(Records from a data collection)
'''

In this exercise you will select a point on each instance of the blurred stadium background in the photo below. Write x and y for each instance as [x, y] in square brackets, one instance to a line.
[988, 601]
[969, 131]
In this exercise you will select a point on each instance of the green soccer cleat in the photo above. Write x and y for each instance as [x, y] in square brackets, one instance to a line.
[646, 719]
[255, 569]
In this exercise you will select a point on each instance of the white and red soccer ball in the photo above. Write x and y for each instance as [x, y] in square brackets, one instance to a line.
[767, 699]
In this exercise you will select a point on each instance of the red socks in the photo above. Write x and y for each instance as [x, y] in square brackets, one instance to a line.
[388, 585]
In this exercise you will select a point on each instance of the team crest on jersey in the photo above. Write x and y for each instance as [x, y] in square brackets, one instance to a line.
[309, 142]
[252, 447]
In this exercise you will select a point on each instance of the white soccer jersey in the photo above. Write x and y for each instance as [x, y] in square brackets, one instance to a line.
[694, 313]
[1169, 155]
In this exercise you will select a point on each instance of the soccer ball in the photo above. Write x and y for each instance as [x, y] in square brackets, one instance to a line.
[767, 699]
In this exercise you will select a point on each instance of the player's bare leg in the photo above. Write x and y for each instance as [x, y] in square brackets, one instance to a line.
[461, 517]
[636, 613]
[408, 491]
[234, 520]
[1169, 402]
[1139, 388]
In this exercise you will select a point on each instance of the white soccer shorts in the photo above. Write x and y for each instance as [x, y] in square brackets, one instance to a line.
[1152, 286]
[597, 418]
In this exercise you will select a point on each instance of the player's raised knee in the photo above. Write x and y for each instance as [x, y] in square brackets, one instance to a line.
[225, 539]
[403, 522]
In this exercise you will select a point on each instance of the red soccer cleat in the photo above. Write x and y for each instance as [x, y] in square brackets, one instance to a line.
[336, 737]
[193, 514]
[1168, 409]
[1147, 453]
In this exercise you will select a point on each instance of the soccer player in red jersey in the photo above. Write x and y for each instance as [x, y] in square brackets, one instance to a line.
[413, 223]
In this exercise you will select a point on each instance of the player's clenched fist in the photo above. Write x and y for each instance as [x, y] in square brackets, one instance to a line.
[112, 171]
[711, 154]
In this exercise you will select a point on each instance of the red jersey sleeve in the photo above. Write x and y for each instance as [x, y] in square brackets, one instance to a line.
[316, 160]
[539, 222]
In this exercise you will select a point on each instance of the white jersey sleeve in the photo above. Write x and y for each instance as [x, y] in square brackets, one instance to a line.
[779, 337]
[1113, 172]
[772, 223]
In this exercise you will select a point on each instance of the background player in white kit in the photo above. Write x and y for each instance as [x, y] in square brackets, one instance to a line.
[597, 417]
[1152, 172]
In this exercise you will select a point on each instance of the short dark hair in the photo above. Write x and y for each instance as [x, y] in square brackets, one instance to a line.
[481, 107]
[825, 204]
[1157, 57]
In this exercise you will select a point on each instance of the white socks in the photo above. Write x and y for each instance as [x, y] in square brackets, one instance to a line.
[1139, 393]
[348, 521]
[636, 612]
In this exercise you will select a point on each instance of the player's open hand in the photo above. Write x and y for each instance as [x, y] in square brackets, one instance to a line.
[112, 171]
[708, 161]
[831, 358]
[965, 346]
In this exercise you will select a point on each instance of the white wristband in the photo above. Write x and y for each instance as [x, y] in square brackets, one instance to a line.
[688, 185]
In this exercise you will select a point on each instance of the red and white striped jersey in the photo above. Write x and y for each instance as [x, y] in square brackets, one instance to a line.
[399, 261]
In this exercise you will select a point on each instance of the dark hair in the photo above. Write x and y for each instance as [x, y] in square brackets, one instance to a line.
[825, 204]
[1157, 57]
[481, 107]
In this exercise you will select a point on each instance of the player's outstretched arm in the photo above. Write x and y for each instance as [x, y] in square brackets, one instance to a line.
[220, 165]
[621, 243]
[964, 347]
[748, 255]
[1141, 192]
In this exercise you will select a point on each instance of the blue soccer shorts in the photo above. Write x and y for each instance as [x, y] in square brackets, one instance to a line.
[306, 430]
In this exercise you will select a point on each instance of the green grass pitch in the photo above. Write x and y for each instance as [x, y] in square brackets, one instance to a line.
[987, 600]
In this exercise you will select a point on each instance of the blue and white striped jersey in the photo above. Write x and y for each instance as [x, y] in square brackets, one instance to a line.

'''

● **What the task asks**:
Each entry needs to be transcribed exactly.

● **Written answer**:
In this exercise you will select a point on each instance of the blurred stadium background in the photo below. Write x and y for each instance as [x, y] in square brackets, one instance to a line.
[988, 601]
[969, 131]
In this exercise you will select a point on each instance of the green soccer cleat in the photo above. Write x and y for each instance as [x, y] in square brackets, one instance to a line.
[646, 719]
[255, 569]
In this exercise you will select a point on each instance of the white and red soccer ball in the photo above. Write x and y for each instance as [x, y] in square brackets, one instance to a line.
[767, 699]
In this exercise you will select a point on each instance of the red socks in the photo above. Write x and y for each instance as [x, y] in square brackets, one instance to a line.
[388, 585]
In this exercise you will select a point on each instance of the team crest on jersey in the photo above. Write x and y for each instance as [x, y] in square brackets, one instance to a line.
[309, 142]
[252, 447]
In this exercise you will select a point on each instance of the white soccer jersey in the photo above. Write x and y for each instance as [x, y] in square brackets, one instance to a line.
[694, 313]
[1169, 155]
In this exercise you will select a point on each instance of the soccer ball in the photo above. Write x and y for each instance as [x, y] in square brackets, one instance to a line.
[767, 699]
In this exercise you will select a point on each instance of the player's bare leg in the photo above. Write x and y for each instance as [x, y] in square brackets, one instance to a line.
[461, 517]
[636, 613]
[408, 491]
[234, 520]
[1169, 402]
[1139, 388]
In this exercise you will select a point on each instance of the white soccer shorts in the photo above. Write x and y for each instance as [x, y] in square brackets, one instance to a line.
[1152, 286]
[597, 418]
In this exercise you will select a point on each instance of the player's raised knee in the photo above. Write x and y for each instance as [x, y] in square brackets, one instance to a line.
[225, 539]
[403, 522]
In this exercise you will select a point on each instance of the red soccer cleat in the photo above. Write x and y for each instance as [x, y] in square brackets, one instance to a line.
[336, 737]
[193, 514]
[1168, 409]
[1147, 453]
In this exercise you will select a point on each instance of the soccer player in red jersey in the photo above. Write x and y for each instance as [x, y] in square brackets, one instance to a line.
[413, 223]
In this exercise you will select a point on each instance of the player's clenched fist in the photo above. Write x and y for each instance as [x, y] in square brackets, one instance to a line.
[112, 171]
[711, 154]
In this exercise you will select a point on each instance of the red jersey sleeve in the photo above. Write x and y for each instance as [x, y] in square brackets, one instance to a line.
[316, 160]
[539, 222]
In this exercise you will select a point on each instance of the white jersey sleeve in the photo above. Write x and y for each instance as [x, y] in square brackets, one instance to a line.
[779, 337]
[1113, 172]
[772, 223]
In this exercise you will select a point on each instance of the background player in white kit in the photo above. Write x and y for each instance as [x, y] in square brackets, one instance to a line.
[597, 417]
[1152, 172]
In this exercise you will select a point on each instance of the short dark hair in the photo above. Write x and y for each instance as [x, y] in square brackets, one instance to a line.
[481, 107]
[825, 204]
[1157, 57]
In this exercise you will select a point on each instance of the white socks in the photo above. Write x and y for each instance as [x, y] in square brackets, one instance to a line.
[1139, 393]
[348, 521]
[636, 612]
In this exercise you will select a point on each instance of the player's open hand in the photo above. Write x and y for each instance as [x, y] in square brackets, one instance to a line.
[112, 171]
[708, 161]
[831, 358]
[965, 346]
In this exercise you will select a point on each instance of the white wristband in the photo above. Write x and y for each instance as [x, y] in square brackets, one instance to a line.
[688, 185]
In this exercise you will select a point on each instance of the red and white striped jersey in the photo above. Write x and y for each instance as [x, y] in square brackets, one instance to a line.
[399, 261]
In this exercise you will select a point on each instance of the dark hair in the photo above. Write x and y for each instance as [x, y] in square brackets, one instance to a line.
[825, 204]
[1157, 57]
[481, 107]
In this exercise you will select a point on each instance of the player's outstretched arm in the photo above. Write x and y for each instance as [x, y] in square brackets, one instance to a line.
[220, 165]
[621, 243]
[964, 347]
[748, 255]
[1141, 192]
In this exercise you will select a point on each instance of the blue soccer shorts in the photo above. Write x and y for each instance as [x, y] in square brackets, one instance to a line.
[306, 430]
In this exercise you will select a point on each instance of the green grass pitch in the photo above. Write x and y for each instance as [x, y] in square brackets, one instance to a line.
[987, 600]
In this exercise you will select a point on each instance of the blue and white striped jersey in the photo above. Write x and y for each instance as [x, y] in square brackets, one instance to a line.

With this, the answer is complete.